*Natural language region descriptions:*
<<<<
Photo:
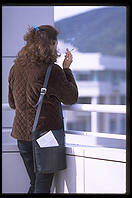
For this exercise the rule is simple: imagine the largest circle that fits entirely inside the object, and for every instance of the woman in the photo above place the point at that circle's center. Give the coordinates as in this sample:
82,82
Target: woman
25,82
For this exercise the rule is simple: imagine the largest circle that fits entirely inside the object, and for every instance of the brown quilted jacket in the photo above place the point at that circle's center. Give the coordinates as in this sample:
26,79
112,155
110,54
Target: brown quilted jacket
24,90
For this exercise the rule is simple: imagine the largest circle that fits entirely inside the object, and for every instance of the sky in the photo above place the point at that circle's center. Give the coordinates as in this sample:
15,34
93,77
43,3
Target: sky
61,12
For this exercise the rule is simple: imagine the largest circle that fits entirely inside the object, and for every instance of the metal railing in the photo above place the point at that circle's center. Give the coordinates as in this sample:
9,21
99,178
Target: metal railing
86,107
121,109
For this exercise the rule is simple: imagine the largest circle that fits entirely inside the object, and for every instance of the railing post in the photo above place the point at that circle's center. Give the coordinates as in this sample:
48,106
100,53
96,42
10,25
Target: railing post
94,117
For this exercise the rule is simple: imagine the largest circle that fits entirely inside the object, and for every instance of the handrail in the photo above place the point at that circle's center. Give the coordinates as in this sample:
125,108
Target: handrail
86,107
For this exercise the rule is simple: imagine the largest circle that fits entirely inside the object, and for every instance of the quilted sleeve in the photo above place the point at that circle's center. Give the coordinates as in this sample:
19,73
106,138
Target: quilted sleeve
34,85
63,86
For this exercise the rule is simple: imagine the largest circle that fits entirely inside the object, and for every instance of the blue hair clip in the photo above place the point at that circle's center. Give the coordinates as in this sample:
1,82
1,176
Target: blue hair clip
36,28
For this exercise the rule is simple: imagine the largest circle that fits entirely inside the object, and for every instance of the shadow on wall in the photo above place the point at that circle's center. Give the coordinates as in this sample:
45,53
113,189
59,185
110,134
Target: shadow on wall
65,181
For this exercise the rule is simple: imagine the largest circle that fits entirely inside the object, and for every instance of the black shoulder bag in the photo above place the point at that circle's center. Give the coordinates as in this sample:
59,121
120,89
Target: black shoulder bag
48,146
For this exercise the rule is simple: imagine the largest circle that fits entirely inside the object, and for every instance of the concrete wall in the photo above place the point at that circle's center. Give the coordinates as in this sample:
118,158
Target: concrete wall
89,170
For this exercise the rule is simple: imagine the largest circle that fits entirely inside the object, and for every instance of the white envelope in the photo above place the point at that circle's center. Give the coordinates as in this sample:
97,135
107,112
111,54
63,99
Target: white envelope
47,140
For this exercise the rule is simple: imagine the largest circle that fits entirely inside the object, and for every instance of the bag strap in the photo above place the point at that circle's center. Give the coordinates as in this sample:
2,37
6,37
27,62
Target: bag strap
42,94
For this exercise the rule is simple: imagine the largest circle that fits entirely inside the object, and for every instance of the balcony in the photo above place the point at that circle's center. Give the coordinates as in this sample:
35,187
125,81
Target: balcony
91,167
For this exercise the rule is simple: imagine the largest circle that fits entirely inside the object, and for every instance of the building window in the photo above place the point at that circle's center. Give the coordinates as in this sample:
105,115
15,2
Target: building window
101,100
123,125
123,100
113,99
84,100
112,125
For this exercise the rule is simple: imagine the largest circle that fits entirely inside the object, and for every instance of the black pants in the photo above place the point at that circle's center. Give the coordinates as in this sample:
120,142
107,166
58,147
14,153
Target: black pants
40,183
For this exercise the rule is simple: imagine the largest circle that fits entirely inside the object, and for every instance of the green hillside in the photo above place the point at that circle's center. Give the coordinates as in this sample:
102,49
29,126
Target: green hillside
101,30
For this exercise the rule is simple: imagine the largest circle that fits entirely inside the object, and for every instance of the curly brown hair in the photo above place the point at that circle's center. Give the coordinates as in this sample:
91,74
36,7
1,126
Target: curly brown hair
39,46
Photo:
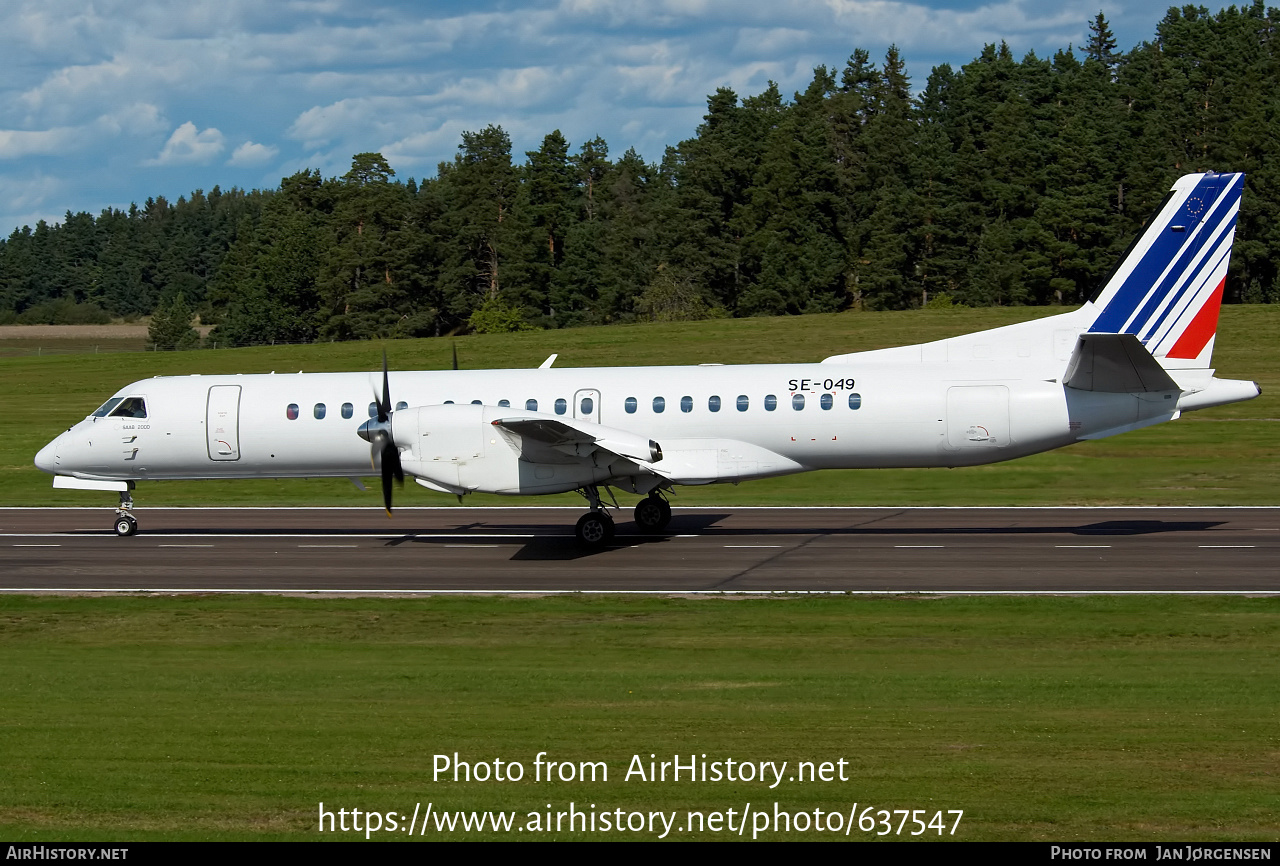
>>>>
Print every line above exactly as given, but not the pictures.

*Output:*
Photo:
For this exercise the rule is simple: imagine the largest circle that fits entirely inside the object, and for every instance of the woman in the photo above place the point at that circle's center. Give the coordinates as in this sample:
82,82
Target: woman
25,82
For this exercise the rule is simple: imagine the largest circle that fits entirely inside the object, and for every instance of the brown quilted jacket in the photo above place the point at that circle's center. Give the coordinates as in this sample:
26,79
112,155
110,54
Target: brown quilted jacket
24,90
For this exercise the rule is simple: imagine the largest circle that fits entirely inside the object, and for every instance of the sky in the photo above place the point at that circle's center. Give the coordinates as in this sample:
15,34
93,77
43,3
Target: sky
61,12
For this exercise the rule is simple: imagine the largest circle that fits entirely inside the object, and for every instance of the metal railing in the photo above place the point at that circle's center. Give the coordinates as in this sample:
9,21
99,178
Target: metal railing
86,107
121,109
For this exercise the rule is simple: imagine the largest circle that fits entirely inside the object, and for every instance of the railing post in the photo above place the point at that circle's center. Give the coordinates as in this sample:
48,106
100,53
96,42
10,25
Target: railing post
94,117
For this exercise the rule is simple: imagine the largest circle that fits entirely inside the object, and for every instance of the handrail in the photo above place the point at that circle's center. Give the coordinates as in this sample:
125,108
Target: handrail
86,107
For this exercise the rule is simple: imagine the largest circle that fits entirely inside the object, and for every instance of the quilted sleeve in the photo above place the point at that circle's center. Give the coordinates as in this sample:
19,73
106,138
Target: quilted sleeve
34,85
63,86
For this exercise the rule is simple: imagine the largest circle that fits entirely inside the object, and for every instance of the blue hair clip in the photo above place the point at that circle's center. Give the coordinates as in this sample:
1,82
1,176
Target: blue hair clip
36,28
For this exercise the rule is simple: imagine the largest circle that fits entirely inside the object, and for every instance of the shadow on wall in the photo above place the point at that circle's center. Give the coordinates as in this sample:
45,53
113,189
59,185
110,134
Target: shadow on wall
65,181
For this exercise the rule is simple: imagine the largest circle that fits entirely inside the object, and for every instance of the black shoulder bag in the photo above place the point at that circle's center. Give the coordinates as in this sample:
59,121
120,89
Target: black shoulder bag
48,146
For this exercise the rule is simple: imagine the largest circle that fits entirely inside the object, and for every instance of the concrete wall in the photo above place the point at that circle's center. Give the coordinates as in this sample:
118,158
Target: concrete wall
89,170
For this exercise the rule is simple: imagine the largest circle that fits entirely inside the object, and for every instance of the white envelope in the photo above place the point at that circle's center. Give the coordinates as in this sample:
97,135
107,112
111,54
63,99
Target: white envelope
47,140
For this exercise the rule is simple: imagine the largest circle that fits entirely inside the object, and for every instance of the bag strap in the photo above place the point at that circle's center. Give the coordinates as in this sample:
2,37
6,37
27,62
Target: bag strap
42,94
For this exercise the rule is simple: imagine the largest circle that fits entirely inside the object, and for every instance of the balcony in the photo above place the point at that circle's center. Give the coordinates as in this sample:
35,187
125,81
Target: balcony
91,167
For this exercise the rule is simple: imagine the largest circle that fits entirely inside the object, and for every instance of the building window in the photo above place the point at that circle's center. Give the coordinates as in this sample:
105,115
15,2
Target: building window
101,100
123,125
123,100
113,99
84,100
112,125
For this exercise the rule is simple: imagine the largest circle that fits entirely inside the object, and for every instance of the black pants in the photo above place the point at that circle's center. Give the coordinates as in this sample:
120,142
107,166
58,147
14,153
Target: black pants
40,183
For this exercise the rule is simple: imagine the largest circle that fits entirely inside the object, and for every instance of the green hillside in the photo above place the point at that circle's center. Give the coordinates as in this sample:
102,49
29,126
Target: green hillside
101,30
For this exercise the rule is simple: imagine the largest circle that fits entirely inside the object, and for every instance of the curly brown hair in the photo above place the point at that circle's center. Give the coordinates as in this sample:
91,74
36,7
1,126
Target: curly brown hair
39,46
Photo:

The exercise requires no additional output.